An exact copy of every entry is the required answer.
--- RECORDS SHOWN Enclosed Below ---
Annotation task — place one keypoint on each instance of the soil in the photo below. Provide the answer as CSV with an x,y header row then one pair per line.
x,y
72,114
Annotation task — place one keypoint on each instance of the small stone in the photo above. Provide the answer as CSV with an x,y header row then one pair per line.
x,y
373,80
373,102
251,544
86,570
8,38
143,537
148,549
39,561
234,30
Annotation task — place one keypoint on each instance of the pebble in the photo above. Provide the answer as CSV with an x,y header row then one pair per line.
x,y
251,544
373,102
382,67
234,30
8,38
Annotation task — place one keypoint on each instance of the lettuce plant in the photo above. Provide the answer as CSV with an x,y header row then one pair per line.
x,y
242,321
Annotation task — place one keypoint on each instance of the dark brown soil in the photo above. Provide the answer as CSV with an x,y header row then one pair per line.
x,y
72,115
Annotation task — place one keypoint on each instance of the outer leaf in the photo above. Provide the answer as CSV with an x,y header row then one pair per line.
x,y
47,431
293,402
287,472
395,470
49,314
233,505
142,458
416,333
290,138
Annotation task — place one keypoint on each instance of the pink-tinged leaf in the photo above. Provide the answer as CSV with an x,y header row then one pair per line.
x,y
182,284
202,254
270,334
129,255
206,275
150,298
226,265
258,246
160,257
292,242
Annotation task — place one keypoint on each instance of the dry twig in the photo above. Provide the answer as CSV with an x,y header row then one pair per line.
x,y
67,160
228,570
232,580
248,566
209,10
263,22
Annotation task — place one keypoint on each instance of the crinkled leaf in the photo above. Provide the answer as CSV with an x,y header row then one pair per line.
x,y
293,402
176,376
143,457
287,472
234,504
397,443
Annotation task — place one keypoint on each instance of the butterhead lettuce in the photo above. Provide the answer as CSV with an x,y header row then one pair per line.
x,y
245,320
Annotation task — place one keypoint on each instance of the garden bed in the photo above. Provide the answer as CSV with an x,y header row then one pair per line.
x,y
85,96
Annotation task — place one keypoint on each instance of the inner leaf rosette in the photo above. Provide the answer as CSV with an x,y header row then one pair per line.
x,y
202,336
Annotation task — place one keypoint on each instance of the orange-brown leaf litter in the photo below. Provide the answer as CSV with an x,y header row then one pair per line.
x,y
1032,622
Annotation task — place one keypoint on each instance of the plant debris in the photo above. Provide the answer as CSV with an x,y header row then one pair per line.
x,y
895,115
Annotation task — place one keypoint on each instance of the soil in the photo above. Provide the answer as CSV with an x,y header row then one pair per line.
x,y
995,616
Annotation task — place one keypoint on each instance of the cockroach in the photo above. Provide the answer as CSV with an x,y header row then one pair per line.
--- End of Enclosed RECORDS SHOWN ---
◆ TASK ANSWER
Annotation task — place one keypoint on each instance of the soil in the photo below. Provide the answer as CSV with an x,y header row then one pair per line.
x,y
72,114
Annotation task — place one keypoint on each instance of the small stone in the photo above. Provide the answer as CSV with an x,y header row then one pair per line.
x,y
373,80
373,102
251,544
86,570
8,38
143,537
148,549
39,561
234,30
Annotation task — place one keypoint on each instance of the pebble in the photo above. Provide the answer as CSV with an x,y header row then one pair per line.
x,y
251,544
373,102
382,67
234,30
8,38
Annotation task — place one keypoint on each instance of the lettuce plant in the photo above. Provide the answer as CSV with an x,y header row then one pair per line.
x,y
242,321
Annotation task — place one keypoint on each instance of the dark brown soil in the photo above. Provide the answer as CSV with an x,y header row then one pair per line.
x,y
72,115
Annotation task — place one keypoint on each instance of the outer leaf in the photo above. Provide the answer as CSV with an x,y header row then one pair per line.
x,y
47,431
293,402
287,472
395,470
49,314
233,505
142,458
416,333
290,138
Annotation task — place one keypoint on each instance of the pink-tinged leaf in the photo above. Provide the answer as CSV with an x,y header row then one pair per line.
x,y
182,284
202,254
270,334
129,255
206,275
150,298
226,265
258,246
160,257
292,242
Annotation task — place one keypoint on each instance of the dry twig in the photo above. Provide the answer as CSV with an x,y header row then one pair per line.
x,y
67,160
228,570
232,580
248,566
209,10
263,22
Annotation task — place one keypoint on each instance of the crinkled leaf in the photo above. Provide the answer as CSV with an x,y header row then one pair per line.
x,y
293,402
176,376
143,457
287,472
234,504
397,443
Annotation task — place one keypoint on each instance of the butterhead lettuce in the photo above. Provide the answer as CSV with an x,y header row then one pair per line.
x,y
245,320
Annotation task — place one keypoint on each instance of the garden bed in the photo above. Provide the answer as CSV with an x,y header row then one pair per line.
x,y
85,96
Annotation task — place one keypoint on each instance of the inner leaf rosette in the photo above. Provide the answer as CSV with an x,y header row then one pair per line.
x,y
202,336
Annotation task — place one keypoint on each instance of the orange-brown leaf litter in the photo below. Provide the answer as CSV with an x,y header row then one pair per line.
x,y
1032,622
Annotation task — place one keypoint on each instance of the plant debris in the photo above. Provide the answer as CSV with an x,y header row then one pair per line.
x,y
895,115
Annotation task — place one keypoint on each instance of the soil in the photo above. Provide the answer as CSV with an x,y header row then one pair per line.
x,y
995,616
Annotation task — place one keypoint on each instance of the cockroach in the photo above. Provide the answer as CSV with an x,y header row then one pair per line.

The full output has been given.